Compito assegnato =>
Per favore, trascrivi il passo dell'estratto sull'assegnazione degli alloggi pubblici che comincia dalle parole "E’ anche documentato" e si ferma dopo "attrezzature o componenti.".

Estratto del documento =>
•••••

Allora il punto dirimente è stabilire se può essere negata l’assegnazione di un alloggio pubblico sol che l’immobile di proprietà dell’aspirante abbia una superficie maggiore di 60 mq perchè, ai sensi della l. r. 54/84, è da ritenersi “adeguato” ad un nucleo di 3 o 4 persone, oppure se è necessario accertare che detto immobile sia anche, in concreto per le sue caratteristiche oggettive, “adeguato” a soddisfare le esigenze abitative degli occupanti, di guisa che un’abitazione, benchè idonea per lo spazio che offre, non lo sia dal punto di vista dello standard abitativo che è in grado di offrire, con conseguente diritto del titolare a concorrere per l’assegnazione dell’alloggio di edilizia residenziale pubblica.
Il Collegio ritiene di dover aderire alla seconda impostazione, in continuità con l’indirizzo accolto dal Tribunale (T.A.R. Puglia Bari, sez. I, 05/06/2013, n. 905) secondo il quale, quand’anche si volesse valutare l’«adeguatezza» da un punto di vista oggettivo, l’interpretazione restrittiva non può essere spinta fino a negare la necessità (doverosità ) di verificare le concrete condizioni e caratteristiche dell’immobile considerato.
Infatti la finalità della legge sull’edilizia pubblica a canone agevolato è quella di rimuovere gli ostacoli che di fatto impediscono il pieno sviluppo della persona favorendo l’accesso ad un’abitazione conforme agli standard normativi di igiene e sicurezza e tale non può ritenersi un immobile scarsamente aerato e illuminato e dotato di impianti non rispettosi delle prescrizioni di sicurezza della l. 46/90.
E’ anche documentato che l’abitazione del ricorrente, dislocata su due piani con i servizi igienici al piano inferiore presenta barriere architettoniche, e tali sono, ai sensi del d.m. n. 236/89, gli ostacoli fisici che sono fonte di disagio per la mobilità di chiunque ed in particolare di coloro che, per qualsiasi causa, hanno una capacità motoria ridotta o impedita in forma permanente o temporanea, o che limitano o impediscono a chiunque la comoda e sicura utilizzazione di parti, attrezzature o componenti.

•••••

Materiale fornito =>
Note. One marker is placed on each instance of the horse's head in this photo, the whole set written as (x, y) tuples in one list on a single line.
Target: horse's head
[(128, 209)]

•••••

Risposta scritta =>
E’ anche documentato che l’abitazione del ricorrente, dislocata su due piani con i servizi igienici al piano inferiore presenta barriere architettoniche, e tali sono, ai sensi del d.m. n. 236/89, gli ostacoli fisici che sono fonte di disagio per la mobilità di chiunque ed in particolare di coloro che, per qualsiasi causa, hanno una capacità motoria ridotta o impedita in forma permanente o temporanea, o che limitano o impediscono a chiunque la comoda e sicura utilizzazione di parti, attrezzature o componenti.